Source excerpt:

****************************************

In a recent comment at a social web platform, a local politician commented that the reason for the marginal improvements in Vietnam relative to the Philippines had been due to the “effective implementation of their policy”.
While it is true that political policies serve as fundamental framework to social activities, the question that needs to be identified is the kind of policies involved and to what extent the so-called ‘effective implementation’ which results to positive externalities.
For instance, the politician further noted that domestic agricultural issues had signified as a seemingly timeless unresolved imbroglio which needs to be addressed. Unfortunately, he didn’t say how.
Yet in citing Vietnam, what was not elaborated was that the so-called the ‘effective policies’ in agriculture had been the decollectivization or privatization of agricultural lands which served as a crucial step in the transition to a market economy.
As World Bank’s Martin Ravallion and Dominique van de Wallel wrote,
Vietnam's land reform of 1988 abandoned the collective farming system that had been introduced in the 1960s. The 1988 Land Law and its key implementation directive-"Resolution 10"-gave individual households long-term use rights over the collectives' land and other resources. Four million hectares of land were thus scheduled for effective privatization.
Opaque generalized political statements frequently leads to confusion. Statements like this would seem mellifluous to hear for the economic ignorant, yet lack the teeth in terms of specific actions.
Essentially, the fundamental reason for the apparent relative policy success of Vietnam is because of the thrust towards trade liberalization or economic freedom, which implies less government interventionism or political meddling in distributing scarce resources. And this runs contrary to the intone of the local politician.
This from McKinsey Quarterly,
Vietnam began to liberalize its economy in the 1980s, when the country’s leaders launched doi moi (or “renovation”). It was only after President Clinton lifted the US trade embargo in 1994, though, that multinationals began to pile in. Since then, Vietnam has taken off. In 2007, it joined the World Trade Organization (WTO)—just in time for the global financial crisis. The country weathered the storm well, posting 5 percent growth in 2009.
The remarkable embrace of globalization by Vietnam has prompted for a sharp recovery from a once war ravaged economy.
The following chart from the KOF Index of Globalization
Vietnam has undertaken substantial steps to reduce bureaucratic red tape.
The following chart from World Bank’s Doing Business presentation
Vietnam has also reduced and streamlined taxes.

****************************************

Stated exercise 1:
According to the passage on Vietnam's economic reforms, in what year did Vietnam join the World Trade Organization?

****************************************

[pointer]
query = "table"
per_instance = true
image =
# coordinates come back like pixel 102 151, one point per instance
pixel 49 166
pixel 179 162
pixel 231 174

****************************************

Stated exercise 2:
Format the entries that follow the passage on Vietnam's economic reforms as a two-column CSV with the columns "input" and "output," one row per entry. Put each entry's text and its answer in a single quoted field, with line breaks replaced by spaces.

Complete answer 1:
2007

Complete answer 2:
input,output
"[pointer] query = ""table"" per_instance = true image = # coordinates come back like pixel 102 151, one point per instance","pixel 49 166 pixel 179 162 pixel 231 174"